• _Selected excerpt_

########

Movie Review: You Should Have Left

Movie Review: You Should Have Left

Movie Review: You Should Have Left

Cerebral thrillers tend to be taken very differently than visceral horror movies that rely heavily on practical effects and buckets of gore that are intended to freak people out. This particular movie is one of those that might take a lot of patience to watch, which could be why it wasn’t given that great of a rating by critics. But then again, critics tend to bash movies that fans tend to like, while fans tend to bash movies that critics tend to enjoy. But with this movie, one can’t help but think that the story is creepy enough that it should warrant a bit of attention when it comes to the overall tale that’s being spun. It does feel as though a little more explanation might have been great when it came to the house and why Kevin Bacon’s character acted the way he did, but the way things were left and how the story played out was great enough to tell a story that was enticing and which left the audience with the impression that something important had happened. 

It’s not too hard to figure out what’s happening in the movie since when Theodore and Susanna are introduced it’s very easy to take note of their age difference and how this is meant to be taken into consideration for the movie. There’s also an obvious issue between them that has more to do with Theodore’s state of mind than Susanna’s given that he has more worry to worry about when it comes to thinking that she’s being unfaithful. This actually becomes an important aspect throughout the story since it does help shape the overall narrative, as Theodor is a bit disturbed as the audience begins to see. But things don’t really get going until the family reaches the house in the Welsh countryside and makes their way into the house. 

The way this movie is set up it feels like a mistake from the moment they step into the front entrance of the home since there’s something extremely foreboding about this place as the very appearance makes it feel like a prison, or an asylum. As the family settles in, They each start having strange experiences, as Ella, their daughter, is in bed making hand shadows on the wall at one point, only to see a man’s shadow fall over her own suddenly. Despite being unsettled by this, the appearance of her father calms her down as he tucks her into bed. Strange things keep happening as Theodore and Susanna both start having bad dreams, while Theodore spends an inordinate amount of time turning off lights one night, coming to bed well after three in the morning without realizing it. The dreams only get worse as Theodore dreams of finding a series of hidden tunnels and rooms beneath the house. Worse yet, he discovers Ella, drowned in a tub, and even sees his first wife, who he was accused of murdering. While he was acquitted of the act, Theodore still carries around a great deal of personal guilt that he can’t appear to get rid of. 

During their time spent in the house, the family begins to unravel slowly as each one of them comes to the determination that they don’t like it there. Theodore’s doubts about Susanna’s loyalty continue to deepen as he checks her phone and her laptop for any suspicious messages while she’s in the bath. It’s when he finds out that she has another phone that he makes the connection, however, and her infidelity is exposed. Theodore confronts Susanna about this and then suggests that she should stay somewhere else for the night. When she leaves, he and Ella decide that it’s time to leave after they get lost following a scare in the house that comes after they decide to check out the oddity of how the inside of a room appears to be bigger than the outside. When they take off on foot however they notice the shadow of a man in the front window, and while they keep going, the strangeness of this is only compounded when after hearing disturbing sounds in the darkness while walking, they end up right back at the house.

########

• _Task brief_
Reproduce, word for word, the passage of the movie review that opens with the words containing "It’s not too" and closes with "into the house.". The lines that follow are unrelated to the movie review.

########

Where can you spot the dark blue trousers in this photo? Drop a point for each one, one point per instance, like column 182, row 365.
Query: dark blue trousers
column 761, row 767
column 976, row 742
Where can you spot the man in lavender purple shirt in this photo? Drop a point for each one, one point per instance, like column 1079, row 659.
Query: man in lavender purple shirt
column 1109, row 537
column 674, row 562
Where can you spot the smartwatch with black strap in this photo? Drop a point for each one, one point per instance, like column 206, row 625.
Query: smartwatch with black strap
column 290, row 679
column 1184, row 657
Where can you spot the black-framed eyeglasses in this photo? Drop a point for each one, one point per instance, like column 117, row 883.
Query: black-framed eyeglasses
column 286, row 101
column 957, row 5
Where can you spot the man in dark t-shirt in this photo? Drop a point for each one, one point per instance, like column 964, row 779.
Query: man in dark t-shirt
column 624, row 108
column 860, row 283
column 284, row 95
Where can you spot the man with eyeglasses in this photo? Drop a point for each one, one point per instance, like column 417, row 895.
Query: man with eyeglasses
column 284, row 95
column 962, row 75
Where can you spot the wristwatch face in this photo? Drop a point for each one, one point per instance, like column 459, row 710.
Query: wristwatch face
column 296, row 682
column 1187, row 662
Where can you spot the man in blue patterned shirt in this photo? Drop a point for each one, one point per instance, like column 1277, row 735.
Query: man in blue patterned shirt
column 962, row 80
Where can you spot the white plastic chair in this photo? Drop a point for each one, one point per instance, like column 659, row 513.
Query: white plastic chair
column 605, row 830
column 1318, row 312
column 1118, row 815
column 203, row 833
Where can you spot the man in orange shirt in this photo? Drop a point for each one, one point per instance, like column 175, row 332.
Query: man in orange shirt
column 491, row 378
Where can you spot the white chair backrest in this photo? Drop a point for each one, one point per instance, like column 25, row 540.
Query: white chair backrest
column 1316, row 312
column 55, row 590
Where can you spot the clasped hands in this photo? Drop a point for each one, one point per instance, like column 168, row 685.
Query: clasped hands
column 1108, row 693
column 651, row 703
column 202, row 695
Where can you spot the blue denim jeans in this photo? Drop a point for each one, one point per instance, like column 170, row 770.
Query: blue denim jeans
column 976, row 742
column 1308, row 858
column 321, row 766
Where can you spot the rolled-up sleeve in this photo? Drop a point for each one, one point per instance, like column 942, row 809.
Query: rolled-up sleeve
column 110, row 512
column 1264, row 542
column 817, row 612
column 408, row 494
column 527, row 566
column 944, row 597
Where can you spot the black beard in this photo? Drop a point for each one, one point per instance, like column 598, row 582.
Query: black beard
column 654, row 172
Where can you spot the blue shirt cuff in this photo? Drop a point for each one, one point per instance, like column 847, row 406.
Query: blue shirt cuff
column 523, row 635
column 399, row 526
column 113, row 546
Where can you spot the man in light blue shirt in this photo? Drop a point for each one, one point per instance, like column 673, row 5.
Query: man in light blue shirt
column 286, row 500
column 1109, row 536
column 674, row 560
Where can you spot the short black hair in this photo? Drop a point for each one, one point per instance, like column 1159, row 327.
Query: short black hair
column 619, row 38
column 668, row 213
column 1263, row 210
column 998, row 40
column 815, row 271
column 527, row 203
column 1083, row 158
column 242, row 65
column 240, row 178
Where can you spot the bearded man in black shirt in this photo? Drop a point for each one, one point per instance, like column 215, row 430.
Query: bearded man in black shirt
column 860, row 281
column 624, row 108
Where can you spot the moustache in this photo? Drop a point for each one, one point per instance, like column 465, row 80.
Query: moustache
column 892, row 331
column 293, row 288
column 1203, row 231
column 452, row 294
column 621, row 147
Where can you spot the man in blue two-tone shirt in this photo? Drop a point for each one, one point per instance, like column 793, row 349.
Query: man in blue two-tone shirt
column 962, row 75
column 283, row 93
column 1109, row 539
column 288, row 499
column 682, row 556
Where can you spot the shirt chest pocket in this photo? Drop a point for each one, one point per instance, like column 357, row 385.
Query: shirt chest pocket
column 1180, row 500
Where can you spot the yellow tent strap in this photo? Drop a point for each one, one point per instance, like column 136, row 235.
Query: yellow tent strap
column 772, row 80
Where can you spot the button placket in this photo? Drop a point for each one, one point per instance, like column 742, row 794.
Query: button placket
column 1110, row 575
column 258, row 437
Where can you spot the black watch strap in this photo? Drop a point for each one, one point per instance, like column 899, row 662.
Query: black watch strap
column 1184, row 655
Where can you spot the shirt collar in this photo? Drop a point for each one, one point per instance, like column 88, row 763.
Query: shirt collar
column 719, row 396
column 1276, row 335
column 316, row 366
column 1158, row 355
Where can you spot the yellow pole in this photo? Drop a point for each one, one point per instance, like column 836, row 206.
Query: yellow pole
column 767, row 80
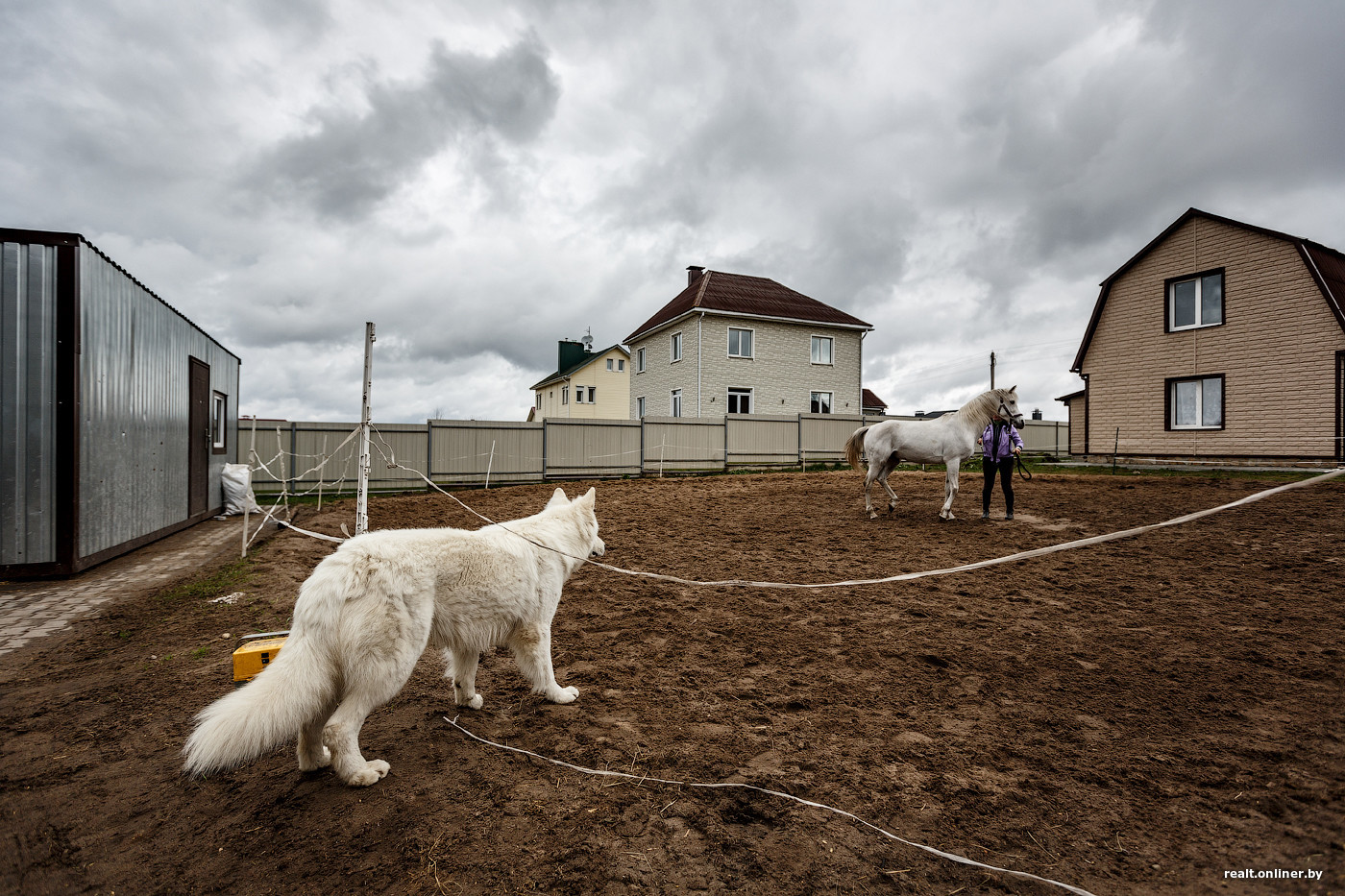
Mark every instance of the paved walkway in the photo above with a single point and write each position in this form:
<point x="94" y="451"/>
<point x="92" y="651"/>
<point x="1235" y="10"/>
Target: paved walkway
<point x="31" y="610"/>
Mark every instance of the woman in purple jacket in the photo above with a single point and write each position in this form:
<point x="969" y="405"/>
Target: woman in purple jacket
<point x="999" y="444"/>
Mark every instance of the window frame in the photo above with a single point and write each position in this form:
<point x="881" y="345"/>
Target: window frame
<point x="1170" y="301"/>
<point x="750" y="334"/>
<point x="1170" y="403"/>
<point x="218" y="423"/>
<point x="817" y="341"/>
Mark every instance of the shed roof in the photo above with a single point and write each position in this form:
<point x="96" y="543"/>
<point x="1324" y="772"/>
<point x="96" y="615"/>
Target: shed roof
<point x="1327" y="267"/>
<point x="62" y="238"/>
<point x="749" y="298"/>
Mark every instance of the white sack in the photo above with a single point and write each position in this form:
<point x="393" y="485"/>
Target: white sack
<point x="238" y="496"/>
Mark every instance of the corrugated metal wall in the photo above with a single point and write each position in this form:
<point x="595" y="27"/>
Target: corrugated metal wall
<point x="27" y="402"/>
<point x="134" y="399"/>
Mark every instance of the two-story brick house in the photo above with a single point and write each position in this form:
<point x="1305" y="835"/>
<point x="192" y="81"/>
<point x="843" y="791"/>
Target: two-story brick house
<point x="1219" y="342"/>
<point x="732" y="343"/>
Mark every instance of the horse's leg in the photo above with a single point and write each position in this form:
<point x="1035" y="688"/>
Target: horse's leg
<point x="887" y="472"/>
<point x="874" y="465"/>
<point x="950" y="489"/>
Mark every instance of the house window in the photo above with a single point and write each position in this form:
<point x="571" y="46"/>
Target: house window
<point x="822" y="350"/>
<point x="1196" y="302"/>
<point x="218" y="423"/>
<point x="740" y="342"/>
<point x="1196" y="403"/>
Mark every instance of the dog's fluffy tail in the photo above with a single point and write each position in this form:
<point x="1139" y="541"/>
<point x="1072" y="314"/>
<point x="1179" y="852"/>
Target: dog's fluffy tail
<point x="271" y="709"/>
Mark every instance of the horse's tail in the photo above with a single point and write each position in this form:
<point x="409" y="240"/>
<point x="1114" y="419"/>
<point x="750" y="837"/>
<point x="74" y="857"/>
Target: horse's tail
<point x="854" y="447"/>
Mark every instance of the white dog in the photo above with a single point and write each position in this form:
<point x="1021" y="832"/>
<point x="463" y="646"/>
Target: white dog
<point x="365" y="617"/>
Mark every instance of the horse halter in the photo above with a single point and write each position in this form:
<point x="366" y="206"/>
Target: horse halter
<point x="1004" y="412"/>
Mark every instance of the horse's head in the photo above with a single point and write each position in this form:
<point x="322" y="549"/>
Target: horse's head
<point x="1008" y="400"/>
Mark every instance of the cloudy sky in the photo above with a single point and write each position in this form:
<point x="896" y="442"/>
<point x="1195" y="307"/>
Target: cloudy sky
<point x="481" y="180"/>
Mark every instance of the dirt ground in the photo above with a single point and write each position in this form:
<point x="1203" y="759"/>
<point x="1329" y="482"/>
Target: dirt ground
<point x="1133" y="717"/>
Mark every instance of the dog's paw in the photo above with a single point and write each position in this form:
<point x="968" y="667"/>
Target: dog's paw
<point x="308" y="763"/>
<point x="370" y="774"/>
<point x="564" y="694"/>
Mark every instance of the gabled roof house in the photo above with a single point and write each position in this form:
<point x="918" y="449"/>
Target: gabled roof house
<point x="1217" y="342"/>
<point x="587" y="383"/>
<point x="735" y="343"/>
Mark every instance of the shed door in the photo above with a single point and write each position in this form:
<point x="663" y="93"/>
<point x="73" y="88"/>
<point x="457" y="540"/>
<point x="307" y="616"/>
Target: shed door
<point x="198" y="439"/>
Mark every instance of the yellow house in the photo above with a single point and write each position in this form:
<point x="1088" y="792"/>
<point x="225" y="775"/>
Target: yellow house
<point x="591" y="385"/>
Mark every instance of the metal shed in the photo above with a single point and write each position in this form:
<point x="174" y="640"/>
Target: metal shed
<point x="117" y="413"/>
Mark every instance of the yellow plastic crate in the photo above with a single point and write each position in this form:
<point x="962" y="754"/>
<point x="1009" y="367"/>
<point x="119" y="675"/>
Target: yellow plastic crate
<point x="255" y="654"/>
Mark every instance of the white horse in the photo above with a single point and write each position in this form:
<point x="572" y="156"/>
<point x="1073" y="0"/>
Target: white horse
<point x="944" y="440"/>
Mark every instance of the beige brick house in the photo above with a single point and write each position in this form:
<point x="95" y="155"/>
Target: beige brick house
<point x="1219" y="342"/>
<point x="588" y="385"/>
<point x="732" y="343"/>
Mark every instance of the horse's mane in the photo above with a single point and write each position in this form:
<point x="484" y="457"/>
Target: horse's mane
<point x="981" y="408"/>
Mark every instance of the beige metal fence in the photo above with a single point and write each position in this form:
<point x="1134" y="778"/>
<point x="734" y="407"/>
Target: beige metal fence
<point x="323" y="456"/>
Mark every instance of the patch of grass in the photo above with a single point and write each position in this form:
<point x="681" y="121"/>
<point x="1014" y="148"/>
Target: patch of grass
<point x="225" y="580"/>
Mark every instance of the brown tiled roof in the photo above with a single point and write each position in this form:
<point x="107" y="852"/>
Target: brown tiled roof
<point x="869" y="400"/>
<point x="1327" y="267"/>
<point x="744" y="295"/>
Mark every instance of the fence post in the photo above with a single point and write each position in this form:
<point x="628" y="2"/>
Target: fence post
<point x="429" y="453"/>
<point x="362" y="493"/>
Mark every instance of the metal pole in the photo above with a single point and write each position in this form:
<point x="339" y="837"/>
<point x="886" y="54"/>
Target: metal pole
<point x="362" y="494"/>
<point x="252" y="459"/>
<point x="322" y="473"/>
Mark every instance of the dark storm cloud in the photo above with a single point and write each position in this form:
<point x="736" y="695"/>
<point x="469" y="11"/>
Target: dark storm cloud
<point x="356" y="159"/>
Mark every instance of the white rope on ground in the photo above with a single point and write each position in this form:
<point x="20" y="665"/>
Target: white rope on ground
<point x="642" y="779"/>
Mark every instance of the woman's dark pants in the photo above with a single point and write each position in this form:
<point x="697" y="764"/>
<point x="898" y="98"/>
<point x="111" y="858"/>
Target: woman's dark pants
<point x="1005" y="470"/>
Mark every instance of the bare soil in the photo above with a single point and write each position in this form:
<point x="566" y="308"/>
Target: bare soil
<point x="1133" y="717"/>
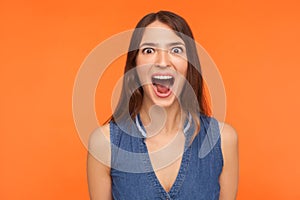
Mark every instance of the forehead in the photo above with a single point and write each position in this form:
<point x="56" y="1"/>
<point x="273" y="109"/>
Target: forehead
<point x="160" y="33"/>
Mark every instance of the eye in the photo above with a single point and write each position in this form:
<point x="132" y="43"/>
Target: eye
<point x="148" y="50"/>
<point x="176" y="50"/>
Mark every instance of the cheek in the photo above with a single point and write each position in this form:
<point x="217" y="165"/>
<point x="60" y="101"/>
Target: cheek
<point x="182" y="68"/>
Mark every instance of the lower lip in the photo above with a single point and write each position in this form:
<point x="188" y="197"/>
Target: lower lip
<point x="161" y="95"/>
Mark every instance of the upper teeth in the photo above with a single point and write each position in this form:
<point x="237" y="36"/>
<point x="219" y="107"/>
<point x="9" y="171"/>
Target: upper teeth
<point x="162" y="77"/>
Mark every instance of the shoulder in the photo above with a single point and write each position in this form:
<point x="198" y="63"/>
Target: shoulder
<point x="229" y="135"/>
<point x="99" y="143"/>
<point x="99" y="134"/>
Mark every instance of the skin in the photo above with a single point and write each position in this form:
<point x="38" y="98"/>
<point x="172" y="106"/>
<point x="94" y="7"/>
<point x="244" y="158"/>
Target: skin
<point x="160" y="53"/>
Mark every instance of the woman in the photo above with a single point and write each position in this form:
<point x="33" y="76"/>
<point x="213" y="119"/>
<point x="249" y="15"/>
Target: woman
<point x="165" y="145"/>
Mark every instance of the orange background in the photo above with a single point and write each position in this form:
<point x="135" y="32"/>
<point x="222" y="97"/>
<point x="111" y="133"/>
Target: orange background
<point x="255" y="46"/>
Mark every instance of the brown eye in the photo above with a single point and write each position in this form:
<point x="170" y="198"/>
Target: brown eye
<point x="177" y="50"/>
<point x="148" y="51"/>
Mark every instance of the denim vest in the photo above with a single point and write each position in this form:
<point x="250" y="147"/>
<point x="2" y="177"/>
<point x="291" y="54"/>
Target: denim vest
<point x="132" y="174"/>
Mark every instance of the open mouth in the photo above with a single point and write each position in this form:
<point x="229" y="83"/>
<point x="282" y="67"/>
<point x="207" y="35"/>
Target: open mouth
<point x="162" y="84"/>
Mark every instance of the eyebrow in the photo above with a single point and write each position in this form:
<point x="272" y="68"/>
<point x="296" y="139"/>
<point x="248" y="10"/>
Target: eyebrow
<point x="157" y="44"/>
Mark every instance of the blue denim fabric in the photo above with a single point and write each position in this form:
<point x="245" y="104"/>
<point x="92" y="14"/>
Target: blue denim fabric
<point x="198" y="177"/>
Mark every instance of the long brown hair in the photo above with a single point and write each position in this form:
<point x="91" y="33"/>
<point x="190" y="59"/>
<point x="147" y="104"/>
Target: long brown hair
<point x="131" y="98"/>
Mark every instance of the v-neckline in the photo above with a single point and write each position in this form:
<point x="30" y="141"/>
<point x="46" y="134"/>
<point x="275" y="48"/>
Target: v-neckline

########

• _Task answer_
It’s not too hard to figure out what’s happening in the movie since when Theodore and Susanna are introduced it’s very easy to take note of their age difference and how this is meant to be taken into consideration for the movie. There’s also an obvious issue between them that has more to do with Theodore’s state of mind than Susanna’s given that he has more worry to worry about when it comes to thinking that she’s being unfaithful. This actually becomes an important aspect throughout the story since it does help shape the overall narrative, as Theodor is a bit disturbed as the audience begins to see. But things don’t really get going until the family reaches the house in the Welsh countryside and makes their way into the house.